_DESCRIPTION OF THE TASK:_ Report each line of the records that contains the word "here", copying every such line in full. Matching is case-sensitive.

_RECORDS TO USE:_
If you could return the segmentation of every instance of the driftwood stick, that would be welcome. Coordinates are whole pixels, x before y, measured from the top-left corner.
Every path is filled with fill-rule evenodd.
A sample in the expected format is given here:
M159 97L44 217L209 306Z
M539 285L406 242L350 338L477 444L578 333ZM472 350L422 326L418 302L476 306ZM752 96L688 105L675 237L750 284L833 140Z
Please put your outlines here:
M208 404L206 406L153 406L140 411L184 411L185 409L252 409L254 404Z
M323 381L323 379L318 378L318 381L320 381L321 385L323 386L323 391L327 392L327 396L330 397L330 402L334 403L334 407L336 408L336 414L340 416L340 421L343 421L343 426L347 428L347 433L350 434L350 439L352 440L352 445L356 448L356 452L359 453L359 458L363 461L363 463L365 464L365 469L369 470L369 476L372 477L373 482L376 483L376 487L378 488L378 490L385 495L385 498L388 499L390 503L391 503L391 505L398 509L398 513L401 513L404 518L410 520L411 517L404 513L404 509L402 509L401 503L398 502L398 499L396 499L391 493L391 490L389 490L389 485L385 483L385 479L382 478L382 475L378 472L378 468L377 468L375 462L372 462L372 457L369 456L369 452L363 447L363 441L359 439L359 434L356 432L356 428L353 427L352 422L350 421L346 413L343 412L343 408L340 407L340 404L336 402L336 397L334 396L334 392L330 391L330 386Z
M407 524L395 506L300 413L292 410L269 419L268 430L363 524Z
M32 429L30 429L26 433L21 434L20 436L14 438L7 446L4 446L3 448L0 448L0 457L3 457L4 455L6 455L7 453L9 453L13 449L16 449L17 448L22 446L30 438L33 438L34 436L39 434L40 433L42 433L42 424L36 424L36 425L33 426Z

_RESPONSE TO THIS TASK:_
A sample in the expected format is given here:
Please put your outlines here:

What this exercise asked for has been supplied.